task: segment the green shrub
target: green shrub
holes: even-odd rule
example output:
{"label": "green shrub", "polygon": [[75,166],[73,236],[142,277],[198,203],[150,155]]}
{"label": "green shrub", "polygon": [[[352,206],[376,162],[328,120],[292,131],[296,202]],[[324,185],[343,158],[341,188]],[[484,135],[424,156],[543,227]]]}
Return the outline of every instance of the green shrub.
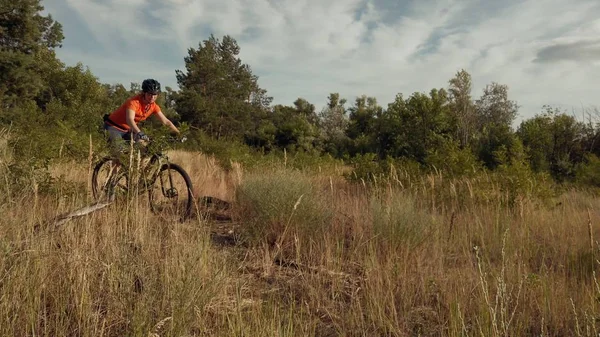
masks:
{"label": "green shrub", "polygon": [[215,139],[198,129],[189,132],[188,140],[184,146],[188,150],[201,151],[207,155],[214,156],[221,167],[226,170],[232,168],[232,162],[237,162],[244,167],[251,168],[258,165],[261,160],[264,160],[262,153],[240,141]]}
{"label": "green shrub", "polygon": [[333,216],[319,189],[298,171],[251,174],[238,187],[236,201],[238,216],[247,224],[243,239],[251,244],[314,238]]}
{"label": "green shrub", "polygon": [[345,177],[350,181],[373,182],[389,173],[375,153],[357,154],[348,162],[352,166],[352,172],[346,173]]}
{"label": "green shrub", "polygon": [[470,148],[460,148],[456,141],[448,140],[432,150],[426,159],[428,165],[452,177],[472,176],[482,169]]}
{"label": "green shrub", "polygon": [[554,196],[555,184],[547,173],[535,173],[529,166],[522,143],[516,141],[511,151],[501,147],[495,153],[499,163],[492,180],[509,206],[519,198],[547,199]]}
{"label": "green shrub", "polygon": [[589,154],[576,170],[577,183],[588,187],[600,187],[600,158]]}

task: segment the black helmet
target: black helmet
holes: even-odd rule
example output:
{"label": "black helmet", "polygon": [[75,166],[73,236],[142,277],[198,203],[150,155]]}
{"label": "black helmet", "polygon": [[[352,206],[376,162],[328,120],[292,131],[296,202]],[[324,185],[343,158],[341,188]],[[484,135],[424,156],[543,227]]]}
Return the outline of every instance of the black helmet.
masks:
{"label": "black helmet", "polygon": [[142,91],[157,95],[160,92],[160,83],[152,78],[144,80],[144,82],[142,82]]}

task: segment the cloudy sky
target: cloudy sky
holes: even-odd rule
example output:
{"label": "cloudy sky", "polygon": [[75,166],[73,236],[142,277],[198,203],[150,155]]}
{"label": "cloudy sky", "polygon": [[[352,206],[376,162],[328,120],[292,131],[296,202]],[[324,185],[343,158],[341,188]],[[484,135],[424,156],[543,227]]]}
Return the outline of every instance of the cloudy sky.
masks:
{"label": "cloudy sky", "polygon": [[600,106],[598,0],[43,0],[63,25],[58,50],[103,83],[154,77],[177,88],[188,48],[230,35],[274,103],[332,92],[387,106],[446,88],[465,69],[473,96],[509,86],[520,119],[544,104]]}

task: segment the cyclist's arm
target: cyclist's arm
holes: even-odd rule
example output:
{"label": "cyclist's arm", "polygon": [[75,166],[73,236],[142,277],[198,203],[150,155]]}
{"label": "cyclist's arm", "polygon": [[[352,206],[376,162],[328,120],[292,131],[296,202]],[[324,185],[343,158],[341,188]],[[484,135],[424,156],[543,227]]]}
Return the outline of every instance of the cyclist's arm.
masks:
{"label": "cyclist's arm", "polygon": [[156,112],[156,117],[158,117],[158,119],[160,119],[160,122],[164,125],[169,127],[169,129],[171,129],[171,131],[179,133],[179,129],[177,129],[177,127],[175,125],[173,125],[173,123],[167,118],[167,116],[165,116],[165,114],[162,113],[162,111],[157,111]]}
{"label": "cyclist's arm", "polygon": [[127,121],[127,125],[129,125],[133,133],[139,133],[141,131],[135,123],[135,111],[127,109],[125,111],[125,120]]}

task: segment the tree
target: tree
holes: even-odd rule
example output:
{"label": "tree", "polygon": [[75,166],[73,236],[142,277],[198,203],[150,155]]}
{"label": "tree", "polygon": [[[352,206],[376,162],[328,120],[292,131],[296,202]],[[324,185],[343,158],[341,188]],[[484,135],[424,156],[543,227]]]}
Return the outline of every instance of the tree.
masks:
{"label": "tree", "polygon": [[[110,92],[81,63],[44,74],[52,86],[44,91],[43,107],[29,101],[11,111],[19,130],[11,140],[21,160],[47,160],[58,154],[89,155],[89,140],[103,144],[102,115],[111,105]],[[43,109],[43,113],[42,113]]]}
{"label": "tree", "polygon": [[304,116],[308,122],[314,126],[319,125],[319,116],[316,113],[314,104],[309,103],[304,98],[298,98],[294,101],[294,107],[296,108],[296,111],[298,111],[300,115]]}
{"label": "tree", "polygon": [[471,98],[471,75],[464,69],[450,79],[450,113],[456,125],[456,139],[462,148],[469,146],[475,133],[475,105]]}
{"label": "tree", "polygon": [[186,71],[176,71],[181,90],[173,97],[183,121],[217,138],[242,138],[256,130],[272,98],[259,87],[239,52],[235,39],[227,35],[223,41],[211,35],[198,49],[188,50]]}
{"label": "tree", "polygon": [[475,106],[479,130],[491,124],[511,127],[519,111],[517,103],[508,99],[508,86],[495,82],[485,86]]}
{"label": "tree", "polygon": [[312,151],[318,137],[318,128],[310,121],[312,114],[314,105],[301,98],[294,107],[276,105],[272,113],[275,145],[288,151]]}
{"label": "tree", "polygon": [[366,95],[357,97],[354,106],[348,111],[350,115],[346,135],[352,140],[351,154],[376,152],[376,122],[383,112],[377,99]]}
{"label": "tree", "polygon": [[379,126],[380,156],[406,157],[427,163],[430,152],[451,137],[448,93],[432,89],[429,96],[401,94],[383,113]]}
{"label": "tree", "polygon": [[559,109],[525,120],[517,130],[535,171],[549,171],[558,180],[575,177],[576,165],[585,158],[585,125]]}
{"label": "tree", "polygon": [[493,82],[486,85],[482,96],[475,101],[478,157],[488,168],[500,164],[494,155],[501,147],[510,153],[514,142],[512,123],[517,117],[518,105],[508,99],[508,86]]}
{"label": "tree", "polygon": [[394,102],[388,104],[377,120],[377,153],[379,158],[399,157],[405,153],[405,135],[403,132],[403,115],[406,100],[402,94],[397,94]]}
{"label": "tree", "polygon": [[342,157],[348,151],[348,127],[346,116],[346,99],[340,99],[339,93],[331,93],[327,97],[327,106],[319,114],[319,126],[324,150],[336,157]]}
{"label": "tree", "polygon": [[517,136],[523,142],[531,169],[535,172],[550,171],[549,154],[552,151],[552,118],[536,115],[521,122]]}
{"label": "tree", "polygon": [[131,92],[127,90],[123,84],[107,85],[106,91],[110,99],[110,105],[107,107],[107,112],[115,110],[131,97]]}
{"label": "tree", "polygon": [[36,98],[47,85],[44,74],[61,66],[54,49],[62,26],[40,15],[43,9],[40,0],[0,0],[0,109]]}

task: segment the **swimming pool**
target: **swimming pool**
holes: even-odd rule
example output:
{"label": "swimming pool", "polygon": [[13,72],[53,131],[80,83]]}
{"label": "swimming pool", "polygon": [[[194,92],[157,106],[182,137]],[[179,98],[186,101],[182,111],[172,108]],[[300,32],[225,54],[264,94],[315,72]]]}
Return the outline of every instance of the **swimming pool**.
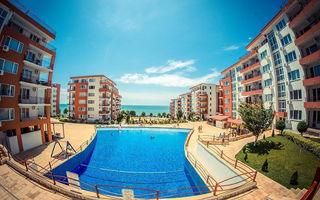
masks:
{"label": "swimming pool", "polygon": [[[184,154],[184,143],[189,131],[167,128],[122,128],[119,131],[117,128],[98,128],[96,138],[85,150],[85,157],[73,157],[53,169],[53,173],[66,176],[66,171],[72,171],[79,175],[80,181],[90,185],[159,190],[160,197],[207,193],[210,192],[207,187],[161,193],[206,185]],[[110,186],[99,188],[117,194],[121,194],[123,189]],[[135,195],[150,193],[152,192],[134,189]],[[151,197],[155,195],[144,196]]]}

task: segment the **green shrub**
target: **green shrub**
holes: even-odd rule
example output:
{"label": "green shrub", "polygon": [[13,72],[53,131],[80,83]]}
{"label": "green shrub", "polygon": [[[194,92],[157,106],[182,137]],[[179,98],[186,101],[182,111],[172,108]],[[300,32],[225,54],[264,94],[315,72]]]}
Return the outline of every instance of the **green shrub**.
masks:
{"label": "green shrub", "polygon": [[261,170],[264,172],[268,172],[268,159],[266,159],[261,167]]}
{"label": "green shrub", "polygon": [[265,134],[263,134],[263,139],[266,140],[266,135]]}
{"label": "green shrub", "polygon": [[298,171],[295,171],[290,178],[291,185],[298,185]]}
{"label": "green shrub", "polygon": [[298,123],[297,125],[297,130],[299,131],[299,133],[301,134],[301,136],[303,135],[304,132],[306,132],[308,129],[308,124],[305,121],[301,121]]}
{"label": "green shrub", "polygon": [[282,120],[278,120],[276,122],[276,129],[280,131],[280,134],[282,135],[283,130],[286,128],[286,124]]}
{"label": "green shrub", "polygon": [[274,137],[274,129],[272,129],[272,135],[271,136]]}
{"label": "green shrub", "polygon": [[247,160],[248,160],[248,153],[246,152],[245,154],[244,154],[244,161],[246,161],[247,162]]}
{"label": "green shrub", "polygon": [[296,133],[292,133],[290,131],[283,131],[283,135],[299,145],[301,148],[310,151],[315,156],[320,158],[320,143],[314,142],[312,140],[308,140],[307,138],[304,138]]}

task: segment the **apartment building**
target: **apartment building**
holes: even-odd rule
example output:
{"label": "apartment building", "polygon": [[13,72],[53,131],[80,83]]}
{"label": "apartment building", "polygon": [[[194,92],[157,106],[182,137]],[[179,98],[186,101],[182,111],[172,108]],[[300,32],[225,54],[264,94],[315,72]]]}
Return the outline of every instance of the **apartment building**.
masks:
{"label": "apartment building", "polygon": [[176,116],[178,110],[181,110],[185,117],[188,117],[190,112],[200,118],[215,115],[218,111],[217,85],[201,83],[191,87],[188,93],[181,94],[178,99],[172,99],[171,116]]}
{"label": "apartment building", "polygon": [[276,118],[296,130],[301,120],[320,128],[320,1],[289,0],[222,71],[219,113],[239,119],[239,102],[271,103]]}
{"label": "apartment building", "polygon": [[101,122],[117,118],[121,109],[121,95],[115,82],[104,75],[78,76],[70,79],[70,118]]}
{"label": "apartment building", "polygon": [[0,2],[0,142],[12,153],[52,140],[56,32],[18,1]]}
{"label": "apartment building", "polygon": [[60,114],[60,88],[60,84],[52,84],[51,86],[51,116]]}

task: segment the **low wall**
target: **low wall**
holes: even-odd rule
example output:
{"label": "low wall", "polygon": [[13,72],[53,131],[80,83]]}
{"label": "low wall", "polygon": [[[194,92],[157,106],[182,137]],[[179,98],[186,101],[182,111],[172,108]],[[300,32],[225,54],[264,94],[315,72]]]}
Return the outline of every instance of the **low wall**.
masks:
{"label": "low wall", "polygon": [[[41,130],[21,134],[23,150],[29,150],[42,144]],[[17,136],[8,137],[10,151],[13,154],[19,153]]]}

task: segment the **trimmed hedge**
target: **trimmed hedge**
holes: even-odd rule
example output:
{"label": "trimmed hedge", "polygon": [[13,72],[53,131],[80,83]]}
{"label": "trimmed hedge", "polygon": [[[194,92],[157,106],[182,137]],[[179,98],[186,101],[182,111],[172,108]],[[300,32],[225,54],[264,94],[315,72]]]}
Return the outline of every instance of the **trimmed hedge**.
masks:
{"label": "trimmed hedge", "polygon": [[307,138],[304,138],[296,133],[290,132],[290,131],[283,131],[283,135],[299,145],[301,148],[310,151],[315,156],[320,158],[320,143],[314,142],[312,140],[309,140]]}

■ ■ ■

__WORK REQUEST__:
For each line above that includes "Return", copy the line.

__REPLY TO THE EXERCISE__:
Return the outline of every instance of the green shrub.
Return the outline of every instance of the black helmet.
Return the outline of every instance of the cloudy sky.
Return the outline of every instance of the cyclist's arm.
Return the outline of every instance of the tree.
Return the outline of every instance of the **swimming pool**.
Return the outline of every instance of the **green shrub**.
Return the outline of every instance of the **apartment building**.
Return the outline of every instance of the **low wall**.
Return the outline of every instance of the **trimmed hedge**.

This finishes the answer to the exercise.